> **What you will do**: Show every line in the records below that contains the word "camera". Case counts, so match capital and small letters exactly.

----------------------------------------

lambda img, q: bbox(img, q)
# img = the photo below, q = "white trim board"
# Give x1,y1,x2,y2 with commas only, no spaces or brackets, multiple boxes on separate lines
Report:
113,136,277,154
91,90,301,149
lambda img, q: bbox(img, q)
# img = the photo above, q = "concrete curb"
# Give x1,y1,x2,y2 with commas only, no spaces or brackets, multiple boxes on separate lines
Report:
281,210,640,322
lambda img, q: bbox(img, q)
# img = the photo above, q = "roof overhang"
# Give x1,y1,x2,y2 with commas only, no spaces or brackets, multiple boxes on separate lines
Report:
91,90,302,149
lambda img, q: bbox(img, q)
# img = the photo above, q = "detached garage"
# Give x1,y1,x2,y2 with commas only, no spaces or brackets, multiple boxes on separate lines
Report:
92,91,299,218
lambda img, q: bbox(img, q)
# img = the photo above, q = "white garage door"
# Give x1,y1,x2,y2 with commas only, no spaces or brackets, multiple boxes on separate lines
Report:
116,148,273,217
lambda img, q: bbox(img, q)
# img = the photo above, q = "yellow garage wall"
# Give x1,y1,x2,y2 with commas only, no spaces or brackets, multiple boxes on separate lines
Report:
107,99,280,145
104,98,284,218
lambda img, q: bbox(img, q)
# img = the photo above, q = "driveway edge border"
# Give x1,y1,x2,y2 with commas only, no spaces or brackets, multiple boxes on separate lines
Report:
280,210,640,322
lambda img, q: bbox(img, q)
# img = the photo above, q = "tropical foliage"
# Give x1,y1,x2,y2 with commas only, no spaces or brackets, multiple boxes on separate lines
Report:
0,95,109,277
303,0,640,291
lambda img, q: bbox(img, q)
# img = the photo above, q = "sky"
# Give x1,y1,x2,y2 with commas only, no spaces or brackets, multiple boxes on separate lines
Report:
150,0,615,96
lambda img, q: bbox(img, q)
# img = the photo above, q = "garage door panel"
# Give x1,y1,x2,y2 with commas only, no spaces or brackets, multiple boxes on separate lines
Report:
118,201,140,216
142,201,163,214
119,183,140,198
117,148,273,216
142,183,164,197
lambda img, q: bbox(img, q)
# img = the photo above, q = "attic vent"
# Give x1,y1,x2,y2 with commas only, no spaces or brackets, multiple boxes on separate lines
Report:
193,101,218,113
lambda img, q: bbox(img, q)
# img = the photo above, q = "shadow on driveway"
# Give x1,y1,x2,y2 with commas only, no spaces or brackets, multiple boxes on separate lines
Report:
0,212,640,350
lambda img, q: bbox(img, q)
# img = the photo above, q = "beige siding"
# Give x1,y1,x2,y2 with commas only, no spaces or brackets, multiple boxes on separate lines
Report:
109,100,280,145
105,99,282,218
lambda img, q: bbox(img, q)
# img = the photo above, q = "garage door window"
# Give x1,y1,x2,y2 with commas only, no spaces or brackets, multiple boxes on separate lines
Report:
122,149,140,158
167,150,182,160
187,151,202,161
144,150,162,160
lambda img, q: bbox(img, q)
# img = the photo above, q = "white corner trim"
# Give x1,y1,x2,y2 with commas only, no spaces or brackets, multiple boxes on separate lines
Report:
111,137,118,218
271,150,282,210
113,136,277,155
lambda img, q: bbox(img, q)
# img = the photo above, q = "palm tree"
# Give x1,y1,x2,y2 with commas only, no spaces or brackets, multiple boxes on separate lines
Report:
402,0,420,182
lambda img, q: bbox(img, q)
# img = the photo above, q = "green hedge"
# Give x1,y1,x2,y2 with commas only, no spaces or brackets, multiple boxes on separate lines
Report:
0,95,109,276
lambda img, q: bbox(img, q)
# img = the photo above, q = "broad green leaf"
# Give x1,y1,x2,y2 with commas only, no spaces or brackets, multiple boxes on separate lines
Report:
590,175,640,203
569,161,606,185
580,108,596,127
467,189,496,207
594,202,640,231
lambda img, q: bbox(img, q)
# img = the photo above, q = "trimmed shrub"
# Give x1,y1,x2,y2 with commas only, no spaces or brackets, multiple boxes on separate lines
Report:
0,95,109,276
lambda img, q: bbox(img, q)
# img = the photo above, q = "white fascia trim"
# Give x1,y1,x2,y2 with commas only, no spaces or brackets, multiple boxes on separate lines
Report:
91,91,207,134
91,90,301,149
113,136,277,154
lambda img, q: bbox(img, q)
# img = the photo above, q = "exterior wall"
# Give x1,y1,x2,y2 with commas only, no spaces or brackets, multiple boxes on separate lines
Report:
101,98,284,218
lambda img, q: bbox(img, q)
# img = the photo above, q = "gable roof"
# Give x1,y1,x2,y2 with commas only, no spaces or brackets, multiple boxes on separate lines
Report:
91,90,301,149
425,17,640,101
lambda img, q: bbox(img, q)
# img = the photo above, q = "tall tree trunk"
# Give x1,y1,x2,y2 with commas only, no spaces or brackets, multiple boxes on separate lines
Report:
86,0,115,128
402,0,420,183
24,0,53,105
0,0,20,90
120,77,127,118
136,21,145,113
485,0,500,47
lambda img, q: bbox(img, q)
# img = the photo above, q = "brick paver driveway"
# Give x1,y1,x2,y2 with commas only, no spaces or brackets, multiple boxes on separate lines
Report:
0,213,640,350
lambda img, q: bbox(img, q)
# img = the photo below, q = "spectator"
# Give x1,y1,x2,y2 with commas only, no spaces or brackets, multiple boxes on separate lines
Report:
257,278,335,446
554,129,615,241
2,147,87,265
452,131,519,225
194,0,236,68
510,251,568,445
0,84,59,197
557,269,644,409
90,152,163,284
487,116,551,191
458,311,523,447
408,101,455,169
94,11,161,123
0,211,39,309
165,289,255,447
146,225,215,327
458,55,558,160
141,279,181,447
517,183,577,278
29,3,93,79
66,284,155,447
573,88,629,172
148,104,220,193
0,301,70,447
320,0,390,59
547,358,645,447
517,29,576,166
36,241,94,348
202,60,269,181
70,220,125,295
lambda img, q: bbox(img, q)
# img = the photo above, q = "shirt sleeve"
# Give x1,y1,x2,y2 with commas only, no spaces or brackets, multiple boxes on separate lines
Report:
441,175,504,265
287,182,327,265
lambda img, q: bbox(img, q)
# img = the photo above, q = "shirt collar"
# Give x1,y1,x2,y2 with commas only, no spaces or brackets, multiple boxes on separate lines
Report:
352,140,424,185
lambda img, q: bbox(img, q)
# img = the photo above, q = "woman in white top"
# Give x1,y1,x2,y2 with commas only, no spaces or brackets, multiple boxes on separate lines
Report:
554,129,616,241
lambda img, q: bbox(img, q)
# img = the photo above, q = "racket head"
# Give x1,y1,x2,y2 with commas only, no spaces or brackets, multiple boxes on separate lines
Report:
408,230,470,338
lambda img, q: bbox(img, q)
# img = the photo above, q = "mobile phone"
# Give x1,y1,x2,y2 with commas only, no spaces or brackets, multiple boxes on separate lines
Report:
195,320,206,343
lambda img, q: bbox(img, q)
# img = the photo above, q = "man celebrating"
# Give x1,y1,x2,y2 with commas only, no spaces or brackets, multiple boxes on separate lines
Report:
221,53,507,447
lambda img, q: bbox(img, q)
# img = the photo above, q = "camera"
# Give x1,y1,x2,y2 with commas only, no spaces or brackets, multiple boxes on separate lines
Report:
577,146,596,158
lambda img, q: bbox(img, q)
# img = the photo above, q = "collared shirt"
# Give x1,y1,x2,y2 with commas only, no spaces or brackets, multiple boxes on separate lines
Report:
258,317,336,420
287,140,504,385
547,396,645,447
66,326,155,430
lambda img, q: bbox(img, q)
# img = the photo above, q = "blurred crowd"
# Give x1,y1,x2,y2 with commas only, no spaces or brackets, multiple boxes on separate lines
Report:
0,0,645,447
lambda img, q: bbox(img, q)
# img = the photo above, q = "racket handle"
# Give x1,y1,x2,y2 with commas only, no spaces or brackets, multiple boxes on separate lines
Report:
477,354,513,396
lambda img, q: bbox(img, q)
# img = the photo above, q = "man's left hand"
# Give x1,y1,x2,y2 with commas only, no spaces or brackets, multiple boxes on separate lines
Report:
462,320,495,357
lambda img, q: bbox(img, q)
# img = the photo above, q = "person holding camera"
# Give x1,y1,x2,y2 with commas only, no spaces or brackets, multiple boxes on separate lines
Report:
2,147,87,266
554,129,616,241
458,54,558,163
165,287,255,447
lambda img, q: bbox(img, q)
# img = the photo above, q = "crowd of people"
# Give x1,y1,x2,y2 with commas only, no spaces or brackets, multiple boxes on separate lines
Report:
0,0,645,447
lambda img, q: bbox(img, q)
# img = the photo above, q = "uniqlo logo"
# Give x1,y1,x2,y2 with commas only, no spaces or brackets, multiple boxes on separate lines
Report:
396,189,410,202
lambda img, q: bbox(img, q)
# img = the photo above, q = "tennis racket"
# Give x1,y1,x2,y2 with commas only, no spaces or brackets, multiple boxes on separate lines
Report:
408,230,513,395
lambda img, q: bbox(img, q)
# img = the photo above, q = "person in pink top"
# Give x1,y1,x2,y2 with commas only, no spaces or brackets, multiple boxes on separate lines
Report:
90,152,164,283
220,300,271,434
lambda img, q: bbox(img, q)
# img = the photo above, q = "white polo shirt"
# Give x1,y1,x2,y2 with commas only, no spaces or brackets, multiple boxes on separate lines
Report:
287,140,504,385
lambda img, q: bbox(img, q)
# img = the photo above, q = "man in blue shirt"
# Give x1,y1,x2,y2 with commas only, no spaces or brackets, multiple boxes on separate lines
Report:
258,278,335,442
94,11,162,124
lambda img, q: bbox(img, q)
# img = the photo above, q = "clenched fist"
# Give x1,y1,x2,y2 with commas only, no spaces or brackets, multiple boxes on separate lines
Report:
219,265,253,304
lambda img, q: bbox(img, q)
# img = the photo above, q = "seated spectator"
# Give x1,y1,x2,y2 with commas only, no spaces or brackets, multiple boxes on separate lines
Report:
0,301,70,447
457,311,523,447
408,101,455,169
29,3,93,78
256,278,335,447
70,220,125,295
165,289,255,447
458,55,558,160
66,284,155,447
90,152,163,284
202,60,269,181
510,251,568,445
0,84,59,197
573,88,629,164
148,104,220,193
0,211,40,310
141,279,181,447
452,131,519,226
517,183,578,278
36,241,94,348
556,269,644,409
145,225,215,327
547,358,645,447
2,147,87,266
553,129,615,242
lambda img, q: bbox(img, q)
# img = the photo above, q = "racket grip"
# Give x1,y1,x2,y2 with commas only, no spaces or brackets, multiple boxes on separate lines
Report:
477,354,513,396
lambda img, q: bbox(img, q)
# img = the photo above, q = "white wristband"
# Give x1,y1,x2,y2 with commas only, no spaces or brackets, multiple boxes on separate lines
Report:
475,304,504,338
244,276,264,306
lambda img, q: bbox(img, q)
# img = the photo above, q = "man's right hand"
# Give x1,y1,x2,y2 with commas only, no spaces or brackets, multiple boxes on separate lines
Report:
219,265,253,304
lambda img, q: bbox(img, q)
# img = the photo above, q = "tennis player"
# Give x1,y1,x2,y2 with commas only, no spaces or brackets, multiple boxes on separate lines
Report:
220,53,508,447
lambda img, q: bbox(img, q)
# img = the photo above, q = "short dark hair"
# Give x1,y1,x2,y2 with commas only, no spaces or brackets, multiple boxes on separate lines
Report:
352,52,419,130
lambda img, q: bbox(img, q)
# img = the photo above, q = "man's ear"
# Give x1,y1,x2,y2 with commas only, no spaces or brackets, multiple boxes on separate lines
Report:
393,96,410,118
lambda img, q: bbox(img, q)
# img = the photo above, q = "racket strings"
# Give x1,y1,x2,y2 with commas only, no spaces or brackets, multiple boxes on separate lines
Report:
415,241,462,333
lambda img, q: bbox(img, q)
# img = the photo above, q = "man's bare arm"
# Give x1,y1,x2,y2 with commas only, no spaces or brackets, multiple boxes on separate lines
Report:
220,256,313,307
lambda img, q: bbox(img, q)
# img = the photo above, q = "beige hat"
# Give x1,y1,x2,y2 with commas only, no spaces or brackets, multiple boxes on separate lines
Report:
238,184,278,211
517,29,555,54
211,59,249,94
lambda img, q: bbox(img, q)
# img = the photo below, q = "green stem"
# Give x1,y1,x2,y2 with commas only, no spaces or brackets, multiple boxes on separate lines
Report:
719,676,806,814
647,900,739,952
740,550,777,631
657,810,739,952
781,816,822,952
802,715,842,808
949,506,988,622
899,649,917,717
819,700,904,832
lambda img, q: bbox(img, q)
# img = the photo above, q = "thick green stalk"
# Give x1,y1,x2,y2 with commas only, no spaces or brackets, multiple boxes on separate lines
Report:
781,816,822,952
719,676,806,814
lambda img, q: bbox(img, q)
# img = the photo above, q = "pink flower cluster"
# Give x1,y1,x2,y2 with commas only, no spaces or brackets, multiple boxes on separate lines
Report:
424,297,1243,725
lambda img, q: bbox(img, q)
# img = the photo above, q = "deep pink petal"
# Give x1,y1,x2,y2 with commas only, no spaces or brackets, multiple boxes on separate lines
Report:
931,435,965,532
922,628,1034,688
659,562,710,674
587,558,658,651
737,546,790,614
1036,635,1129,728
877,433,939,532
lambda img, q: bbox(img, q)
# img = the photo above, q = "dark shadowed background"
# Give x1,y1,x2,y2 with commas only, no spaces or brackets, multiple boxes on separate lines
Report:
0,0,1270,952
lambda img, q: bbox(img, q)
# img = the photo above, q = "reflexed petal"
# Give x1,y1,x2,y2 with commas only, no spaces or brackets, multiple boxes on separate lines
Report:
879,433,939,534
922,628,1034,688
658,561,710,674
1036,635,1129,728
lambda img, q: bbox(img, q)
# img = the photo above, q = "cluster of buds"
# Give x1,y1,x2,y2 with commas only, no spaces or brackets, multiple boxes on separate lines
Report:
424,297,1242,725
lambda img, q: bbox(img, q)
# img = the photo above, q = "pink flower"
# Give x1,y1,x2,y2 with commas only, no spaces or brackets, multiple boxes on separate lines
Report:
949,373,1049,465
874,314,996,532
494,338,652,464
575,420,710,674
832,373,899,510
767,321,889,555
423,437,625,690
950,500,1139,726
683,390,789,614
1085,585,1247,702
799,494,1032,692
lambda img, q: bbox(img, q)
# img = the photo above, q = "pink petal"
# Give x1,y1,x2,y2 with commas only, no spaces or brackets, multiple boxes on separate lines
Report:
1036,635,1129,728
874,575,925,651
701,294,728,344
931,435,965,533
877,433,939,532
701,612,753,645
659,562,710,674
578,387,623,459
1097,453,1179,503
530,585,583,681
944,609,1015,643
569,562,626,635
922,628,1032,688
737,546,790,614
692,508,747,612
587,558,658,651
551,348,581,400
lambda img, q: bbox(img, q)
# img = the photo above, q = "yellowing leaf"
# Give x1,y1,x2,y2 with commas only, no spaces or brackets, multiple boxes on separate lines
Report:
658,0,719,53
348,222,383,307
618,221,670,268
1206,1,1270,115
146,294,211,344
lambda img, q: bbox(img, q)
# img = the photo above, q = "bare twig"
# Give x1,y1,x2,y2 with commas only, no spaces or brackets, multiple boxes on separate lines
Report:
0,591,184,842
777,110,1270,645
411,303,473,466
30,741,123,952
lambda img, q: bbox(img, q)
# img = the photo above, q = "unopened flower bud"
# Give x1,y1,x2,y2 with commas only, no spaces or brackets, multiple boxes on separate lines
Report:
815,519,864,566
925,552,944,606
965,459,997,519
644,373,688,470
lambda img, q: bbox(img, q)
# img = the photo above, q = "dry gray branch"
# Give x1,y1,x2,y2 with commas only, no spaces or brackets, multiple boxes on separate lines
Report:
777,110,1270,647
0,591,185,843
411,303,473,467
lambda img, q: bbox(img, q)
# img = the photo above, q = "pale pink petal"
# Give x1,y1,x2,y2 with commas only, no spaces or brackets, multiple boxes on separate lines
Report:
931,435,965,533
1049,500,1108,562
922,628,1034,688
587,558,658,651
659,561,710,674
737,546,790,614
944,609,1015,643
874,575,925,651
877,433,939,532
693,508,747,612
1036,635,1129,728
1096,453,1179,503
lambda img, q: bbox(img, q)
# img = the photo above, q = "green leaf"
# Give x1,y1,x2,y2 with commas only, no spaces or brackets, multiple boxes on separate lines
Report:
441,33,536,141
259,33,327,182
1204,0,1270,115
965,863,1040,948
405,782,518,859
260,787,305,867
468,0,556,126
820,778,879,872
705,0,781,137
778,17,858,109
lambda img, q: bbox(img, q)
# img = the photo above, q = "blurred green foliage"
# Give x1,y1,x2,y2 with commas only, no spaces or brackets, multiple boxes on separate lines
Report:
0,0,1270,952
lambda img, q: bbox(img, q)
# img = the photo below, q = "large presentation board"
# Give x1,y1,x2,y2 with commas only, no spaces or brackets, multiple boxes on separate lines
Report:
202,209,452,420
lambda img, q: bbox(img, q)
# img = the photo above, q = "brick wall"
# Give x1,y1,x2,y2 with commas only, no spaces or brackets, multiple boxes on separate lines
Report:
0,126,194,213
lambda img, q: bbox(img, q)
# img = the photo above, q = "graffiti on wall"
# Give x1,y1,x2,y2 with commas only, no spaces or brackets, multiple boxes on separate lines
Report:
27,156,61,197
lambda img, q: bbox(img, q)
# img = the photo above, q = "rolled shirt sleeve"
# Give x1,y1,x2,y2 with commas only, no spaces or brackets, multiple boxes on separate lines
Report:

----------------------------------------

> **Answer to the problem**:
# img = the photo above, q = "camera"
# img = the photo above, q = "person holding camera"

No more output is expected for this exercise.